MATERIAL FOR THIS TASK =>
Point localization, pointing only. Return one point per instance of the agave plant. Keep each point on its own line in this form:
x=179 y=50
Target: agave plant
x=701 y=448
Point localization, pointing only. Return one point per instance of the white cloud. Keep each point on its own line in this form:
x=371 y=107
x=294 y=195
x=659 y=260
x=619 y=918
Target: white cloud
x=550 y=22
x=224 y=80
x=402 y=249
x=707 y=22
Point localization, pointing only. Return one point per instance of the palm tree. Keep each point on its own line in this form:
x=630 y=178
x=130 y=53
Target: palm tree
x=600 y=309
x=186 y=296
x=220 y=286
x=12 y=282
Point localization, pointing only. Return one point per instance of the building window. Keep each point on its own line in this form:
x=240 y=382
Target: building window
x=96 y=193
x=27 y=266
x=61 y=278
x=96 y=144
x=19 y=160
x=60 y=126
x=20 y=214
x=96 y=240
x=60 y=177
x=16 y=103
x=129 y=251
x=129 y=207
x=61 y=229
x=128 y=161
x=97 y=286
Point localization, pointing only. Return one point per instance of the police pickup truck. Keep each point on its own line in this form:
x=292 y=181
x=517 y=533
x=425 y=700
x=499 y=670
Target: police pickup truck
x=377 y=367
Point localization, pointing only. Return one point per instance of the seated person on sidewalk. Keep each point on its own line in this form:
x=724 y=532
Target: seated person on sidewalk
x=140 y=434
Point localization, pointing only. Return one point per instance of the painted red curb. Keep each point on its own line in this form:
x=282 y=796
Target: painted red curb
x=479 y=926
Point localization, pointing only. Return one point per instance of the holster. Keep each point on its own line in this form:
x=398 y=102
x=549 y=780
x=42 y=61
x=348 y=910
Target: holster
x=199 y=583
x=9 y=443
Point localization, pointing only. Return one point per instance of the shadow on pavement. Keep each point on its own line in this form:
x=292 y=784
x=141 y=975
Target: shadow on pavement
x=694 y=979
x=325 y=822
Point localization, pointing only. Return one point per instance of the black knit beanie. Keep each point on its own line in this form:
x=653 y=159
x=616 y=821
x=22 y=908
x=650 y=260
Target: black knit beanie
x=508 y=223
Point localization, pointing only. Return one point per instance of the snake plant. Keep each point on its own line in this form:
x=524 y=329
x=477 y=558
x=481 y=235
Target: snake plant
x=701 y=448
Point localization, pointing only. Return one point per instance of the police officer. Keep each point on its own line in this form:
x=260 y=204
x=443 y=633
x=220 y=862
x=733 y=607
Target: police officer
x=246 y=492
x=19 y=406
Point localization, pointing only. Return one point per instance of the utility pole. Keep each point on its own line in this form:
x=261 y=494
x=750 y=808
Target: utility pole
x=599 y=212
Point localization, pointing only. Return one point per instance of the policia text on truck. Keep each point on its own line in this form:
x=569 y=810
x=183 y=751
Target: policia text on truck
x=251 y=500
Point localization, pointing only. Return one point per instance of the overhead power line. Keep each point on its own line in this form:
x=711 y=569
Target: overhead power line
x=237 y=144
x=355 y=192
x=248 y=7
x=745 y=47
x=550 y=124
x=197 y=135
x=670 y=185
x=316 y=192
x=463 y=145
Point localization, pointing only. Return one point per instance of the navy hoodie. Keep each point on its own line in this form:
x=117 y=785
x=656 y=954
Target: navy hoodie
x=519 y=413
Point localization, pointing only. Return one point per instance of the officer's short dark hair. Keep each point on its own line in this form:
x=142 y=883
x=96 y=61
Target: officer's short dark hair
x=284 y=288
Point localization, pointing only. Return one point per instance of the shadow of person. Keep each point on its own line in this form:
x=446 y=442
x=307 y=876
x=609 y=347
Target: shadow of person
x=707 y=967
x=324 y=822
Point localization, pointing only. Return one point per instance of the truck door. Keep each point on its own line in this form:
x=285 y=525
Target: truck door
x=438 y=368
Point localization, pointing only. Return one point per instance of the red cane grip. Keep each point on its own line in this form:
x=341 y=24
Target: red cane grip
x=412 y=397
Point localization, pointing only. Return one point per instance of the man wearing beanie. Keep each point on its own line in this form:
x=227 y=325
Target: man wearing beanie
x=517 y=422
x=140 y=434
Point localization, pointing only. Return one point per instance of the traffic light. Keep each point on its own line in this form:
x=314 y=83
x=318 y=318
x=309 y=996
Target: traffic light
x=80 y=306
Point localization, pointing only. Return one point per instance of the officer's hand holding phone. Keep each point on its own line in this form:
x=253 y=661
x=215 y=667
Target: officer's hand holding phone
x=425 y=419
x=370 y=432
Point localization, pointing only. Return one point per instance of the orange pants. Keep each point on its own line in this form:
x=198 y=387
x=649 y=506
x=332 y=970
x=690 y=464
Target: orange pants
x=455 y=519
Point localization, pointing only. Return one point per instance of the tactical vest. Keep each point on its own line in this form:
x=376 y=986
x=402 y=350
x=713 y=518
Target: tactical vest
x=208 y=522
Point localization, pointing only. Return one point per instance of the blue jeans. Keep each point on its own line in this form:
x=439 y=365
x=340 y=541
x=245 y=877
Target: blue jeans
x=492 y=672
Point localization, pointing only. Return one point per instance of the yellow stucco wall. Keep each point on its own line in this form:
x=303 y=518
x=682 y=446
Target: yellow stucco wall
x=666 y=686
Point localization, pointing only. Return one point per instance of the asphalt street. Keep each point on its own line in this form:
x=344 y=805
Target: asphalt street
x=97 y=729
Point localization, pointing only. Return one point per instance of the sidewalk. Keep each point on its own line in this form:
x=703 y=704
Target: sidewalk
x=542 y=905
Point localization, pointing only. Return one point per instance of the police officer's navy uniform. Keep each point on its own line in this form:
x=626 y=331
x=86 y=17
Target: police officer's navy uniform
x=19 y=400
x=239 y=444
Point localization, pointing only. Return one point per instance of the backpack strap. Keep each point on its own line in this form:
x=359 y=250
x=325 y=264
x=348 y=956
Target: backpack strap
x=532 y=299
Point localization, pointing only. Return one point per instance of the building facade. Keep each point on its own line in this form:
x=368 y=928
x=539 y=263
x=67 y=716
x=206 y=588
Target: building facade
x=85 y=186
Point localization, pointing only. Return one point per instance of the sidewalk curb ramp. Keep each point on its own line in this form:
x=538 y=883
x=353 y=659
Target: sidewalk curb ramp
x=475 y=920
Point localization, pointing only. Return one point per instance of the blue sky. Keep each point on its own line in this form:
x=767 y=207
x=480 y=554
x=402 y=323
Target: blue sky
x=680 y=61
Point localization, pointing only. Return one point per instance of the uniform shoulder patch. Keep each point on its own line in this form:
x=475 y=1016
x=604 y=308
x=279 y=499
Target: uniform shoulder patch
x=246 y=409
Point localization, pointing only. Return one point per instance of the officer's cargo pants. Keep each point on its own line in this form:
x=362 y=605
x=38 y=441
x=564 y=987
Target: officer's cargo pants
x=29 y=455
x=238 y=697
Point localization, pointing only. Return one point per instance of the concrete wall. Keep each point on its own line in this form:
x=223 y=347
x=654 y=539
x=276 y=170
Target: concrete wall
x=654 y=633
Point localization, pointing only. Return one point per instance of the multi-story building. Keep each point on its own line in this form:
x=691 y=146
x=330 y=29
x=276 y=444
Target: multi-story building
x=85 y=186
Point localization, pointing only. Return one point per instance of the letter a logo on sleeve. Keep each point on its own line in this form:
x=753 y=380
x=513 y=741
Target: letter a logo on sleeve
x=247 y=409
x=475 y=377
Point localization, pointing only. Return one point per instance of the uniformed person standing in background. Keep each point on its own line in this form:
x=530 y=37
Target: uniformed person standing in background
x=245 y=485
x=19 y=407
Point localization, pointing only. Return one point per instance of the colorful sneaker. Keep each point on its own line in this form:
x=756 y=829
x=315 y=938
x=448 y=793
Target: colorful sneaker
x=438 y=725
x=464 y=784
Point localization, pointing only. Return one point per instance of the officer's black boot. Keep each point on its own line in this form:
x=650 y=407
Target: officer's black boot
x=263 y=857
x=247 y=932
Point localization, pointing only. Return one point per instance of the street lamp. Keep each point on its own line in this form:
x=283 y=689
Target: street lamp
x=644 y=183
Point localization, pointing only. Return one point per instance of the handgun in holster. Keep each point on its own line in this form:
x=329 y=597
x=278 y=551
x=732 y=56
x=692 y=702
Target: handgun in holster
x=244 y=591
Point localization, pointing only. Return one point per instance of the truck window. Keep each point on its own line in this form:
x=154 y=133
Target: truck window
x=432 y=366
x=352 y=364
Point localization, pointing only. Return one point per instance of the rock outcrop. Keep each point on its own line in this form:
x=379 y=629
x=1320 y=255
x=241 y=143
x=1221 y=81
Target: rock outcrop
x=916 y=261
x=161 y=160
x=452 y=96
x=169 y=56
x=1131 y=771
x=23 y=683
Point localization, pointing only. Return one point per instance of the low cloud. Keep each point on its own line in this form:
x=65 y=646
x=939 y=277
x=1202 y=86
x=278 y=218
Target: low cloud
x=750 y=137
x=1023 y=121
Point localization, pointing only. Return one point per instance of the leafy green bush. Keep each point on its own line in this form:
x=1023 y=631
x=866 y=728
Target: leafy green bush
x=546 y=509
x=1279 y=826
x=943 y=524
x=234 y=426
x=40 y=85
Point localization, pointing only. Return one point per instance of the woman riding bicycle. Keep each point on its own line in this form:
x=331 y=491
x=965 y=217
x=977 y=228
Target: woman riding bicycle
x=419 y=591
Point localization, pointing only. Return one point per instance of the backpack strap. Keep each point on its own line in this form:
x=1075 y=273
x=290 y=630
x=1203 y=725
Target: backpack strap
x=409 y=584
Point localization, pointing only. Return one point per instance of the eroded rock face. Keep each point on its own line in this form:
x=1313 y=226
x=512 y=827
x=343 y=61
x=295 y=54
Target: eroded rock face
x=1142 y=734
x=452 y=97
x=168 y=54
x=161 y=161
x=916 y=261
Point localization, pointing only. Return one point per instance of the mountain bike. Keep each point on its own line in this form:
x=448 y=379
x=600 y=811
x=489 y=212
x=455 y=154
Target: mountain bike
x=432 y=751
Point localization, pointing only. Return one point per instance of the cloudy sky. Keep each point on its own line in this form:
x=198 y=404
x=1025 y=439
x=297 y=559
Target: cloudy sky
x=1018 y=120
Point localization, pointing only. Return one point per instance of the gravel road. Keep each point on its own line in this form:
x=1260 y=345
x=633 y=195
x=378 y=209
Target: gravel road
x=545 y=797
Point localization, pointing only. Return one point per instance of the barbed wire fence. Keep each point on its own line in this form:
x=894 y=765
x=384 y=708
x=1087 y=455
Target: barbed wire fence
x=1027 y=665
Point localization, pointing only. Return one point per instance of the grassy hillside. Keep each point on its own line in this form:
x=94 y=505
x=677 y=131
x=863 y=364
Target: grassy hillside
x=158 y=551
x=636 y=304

TASK REQUIREMENTS => In the listing above, start at the line that contains "the uniform shoulder" and stop after the line that contains "x=246 y=409". Reproduce those lines without any change.

EXERCISE RESULT =>
Point localization, pointing only. Return one point per instance of the uniform shoulder patch. Keep each point on its own line in this form:
x=475 y=1016
x=604 y=308
x=279 y=499
Target: uniform shoulder patch
x=246 y=409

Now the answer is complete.